== ACTION ITEM ==
Produce all the records again exactly as they stand.

= Beginning of Section =

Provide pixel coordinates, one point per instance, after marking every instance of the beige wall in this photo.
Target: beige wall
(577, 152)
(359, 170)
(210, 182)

= End of Section =

== EXERCISE ANSWER ==
Provide pixel coordinates, one point per instance, after marking every instance of the beige wall in this photo.
Target: beige wall
(577, 152)
(359, 170)
(210, 182)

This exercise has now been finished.